**AIM OF THE TASK:** Output the full listing word for word.

* BEGIN INPUT RECORDS *

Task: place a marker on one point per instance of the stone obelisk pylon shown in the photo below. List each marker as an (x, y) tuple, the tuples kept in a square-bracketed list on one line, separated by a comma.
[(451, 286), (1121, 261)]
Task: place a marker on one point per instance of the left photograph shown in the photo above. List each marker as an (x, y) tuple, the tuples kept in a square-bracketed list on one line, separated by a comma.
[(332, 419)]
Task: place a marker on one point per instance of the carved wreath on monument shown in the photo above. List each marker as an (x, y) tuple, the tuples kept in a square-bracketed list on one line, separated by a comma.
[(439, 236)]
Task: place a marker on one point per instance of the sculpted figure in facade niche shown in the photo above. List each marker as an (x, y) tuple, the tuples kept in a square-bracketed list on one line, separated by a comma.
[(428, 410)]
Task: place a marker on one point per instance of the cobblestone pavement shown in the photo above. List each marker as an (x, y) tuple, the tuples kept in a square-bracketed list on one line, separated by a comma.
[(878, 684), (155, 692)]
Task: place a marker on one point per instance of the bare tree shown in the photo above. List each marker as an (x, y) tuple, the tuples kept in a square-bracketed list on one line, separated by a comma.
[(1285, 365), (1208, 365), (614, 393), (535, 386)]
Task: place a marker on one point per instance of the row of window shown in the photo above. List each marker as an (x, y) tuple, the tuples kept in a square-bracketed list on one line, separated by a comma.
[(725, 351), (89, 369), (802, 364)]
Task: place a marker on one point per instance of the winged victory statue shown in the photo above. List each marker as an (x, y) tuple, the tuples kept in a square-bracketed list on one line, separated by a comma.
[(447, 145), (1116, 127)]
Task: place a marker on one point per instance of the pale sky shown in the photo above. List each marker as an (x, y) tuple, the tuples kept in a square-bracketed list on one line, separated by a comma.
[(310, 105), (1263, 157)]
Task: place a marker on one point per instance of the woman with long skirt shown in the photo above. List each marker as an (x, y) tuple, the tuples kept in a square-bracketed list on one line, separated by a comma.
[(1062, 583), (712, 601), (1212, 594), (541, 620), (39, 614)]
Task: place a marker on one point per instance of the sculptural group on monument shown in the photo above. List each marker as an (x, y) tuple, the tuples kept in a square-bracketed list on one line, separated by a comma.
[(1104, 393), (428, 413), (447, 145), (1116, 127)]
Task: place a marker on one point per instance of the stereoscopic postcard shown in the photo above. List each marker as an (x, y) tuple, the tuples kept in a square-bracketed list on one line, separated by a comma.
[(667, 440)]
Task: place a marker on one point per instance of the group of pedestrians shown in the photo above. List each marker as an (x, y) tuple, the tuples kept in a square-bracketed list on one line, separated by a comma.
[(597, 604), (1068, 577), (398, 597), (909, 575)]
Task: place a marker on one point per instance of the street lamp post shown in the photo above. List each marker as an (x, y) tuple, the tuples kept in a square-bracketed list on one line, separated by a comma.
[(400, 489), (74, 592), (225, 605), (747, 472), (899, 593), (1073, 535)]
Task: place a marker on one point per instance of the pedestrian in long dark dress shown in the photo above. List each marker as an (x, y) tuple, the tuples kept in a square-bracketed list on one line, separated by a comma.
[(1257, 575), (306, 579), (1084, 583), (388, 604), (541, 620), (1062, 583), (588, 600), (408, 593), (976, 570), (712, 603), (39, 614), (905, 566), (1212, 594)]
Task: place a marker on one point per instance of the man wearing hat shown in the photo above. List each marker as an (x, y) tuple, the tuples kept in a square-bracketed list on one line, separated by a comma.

* END INPUT RECORDS *

**ANSWER FOR THIS EXERCISE:**
Task: place a marker on one point per instance of the stone obelisk pylon shown in the photo below. List each marker as an (x, y) tuple, the tuples kept in a square-bracketed list on one line, separated by a comma.
[(451, 286), (1121, 261)]
Task: place a marker on one point per instance of the left photograph shown in the photo above. List each marker as an (x, y) tuple, the tuples kept in a square-bracketed list on one line, separated by a comma.
[(332, 419)]
Task: place a marker on one point per instance of the carved wreath on monument shown in the photo above. List each marker as an (x, y) tuple, the tuples kept in a square-bracketed list on one line, separated by a comma.
[(439, 236)]
Task: place a marker on one point per instance of the sculpted figure in facade niche shown in the photo above. List each marker as an (x, y) tuple, the tuples kept in a square-bracketed list on one line, separated by a comma.
[(428, 410)]
Task: place a marker on one point per instance of the cobblestone pavement shown in the photo above. List each marker as an (x, y) tuple, the tuples kept in a square-bracketed list on one line, separated by a comma.
[(878, 684), (155, 692)]
Task: place a marker on one point per instance of the bare tree shown in the photo above. List each marker as an (x, y) tuple, the tuples kept in a square-bracketed list on one line, separated by a comma.
[(1285, 365), (1208, 365), (614, 393), (535, 386)]
Task: place a marker on one point per instance of the row of window shown in the photo above. List each marker as an (x, y) tuple, the tuples kept in a square-bracketed list on one line, separated by a comma.
[(725, 351), (89, 369), (802, 364)]
Task: place a marker on one point per instance of the winged victory statue shown in the photo above. List each marker as an (x, y) tuple, the tuples kept in a square-bracketed list on one line, separated by a comma.
[(447, 145), (1116, 127)]
Task: place a marker on one point per instance of the pale sky shown in the photo above. List each marker as an (x, y) tuple, the tuples kept in a square-bracketed list on one line, separated by a comma.
[(310, 105), (1263, 157)]
Task: place a marker on one point per instance of the woman with long skirt shown in the photo above. List each marker as an (x, y) tuple, the tuples kept in a square-bracketed list on one line, separated by a comma.
[(1062, 583), (712, 601), (1212, 594), (541, 620), (39, 614)]
Task: place a marker on one point per instance of the sculptural group on monument shown in the photo above. List each marker as an (x, y) tuple, the tuples kept in a square-bracketed list on one line, separated by a comma.
[(1104, 393), (428, 413), (447, 145), (1116, 127)]
Task: place a marker on one point per instance of the stereoscopic postcard shown in the photo above. List each marker as an (x, y) tuple, the tuples kept in a square-bracketed list on one line, separated by a comma.
[(667, 440)]
Task: place a marker on one point per instance of the group of pedestrians shown in the photo above. List each marker as an (x, y) tuple, the tuples kept in a square-bracketed list on one line, separated by a comma.
[(597, 604), (1068, 577), (398, 597), (909, 575)]
Task: place a marker on one point per instance of the street lamp post shown in the photo above. List each marker as an (x, y) tuple, the tuples kept in a square-bracketed list on one line, separated by a comma.
[(400, 489), (74, 592), (225, 605), (747, 472), (899, 593), (1073, 535)]
Task: place a marker on one point per instance of the pedestrian in long dark dress shown in the photo above. List each marker as an (x, y) tuple, the tuples kept in a square-bracketed list on one line, separated by a comma.
[(1257, 575), (306, 579), (1084, 583), (388, 604), (541, 620), (1062, 583), (588, 600), (408, 593), (976, 570), (712, 603), (39, 614), (905, 566), (1212, 594)]
Task: place a marker on one point per instance of the man wearing hat shown in the photo above. List each marker as an (x, y) tuple, the tuples kept in a square-bracketed list on one line, separated by a comma.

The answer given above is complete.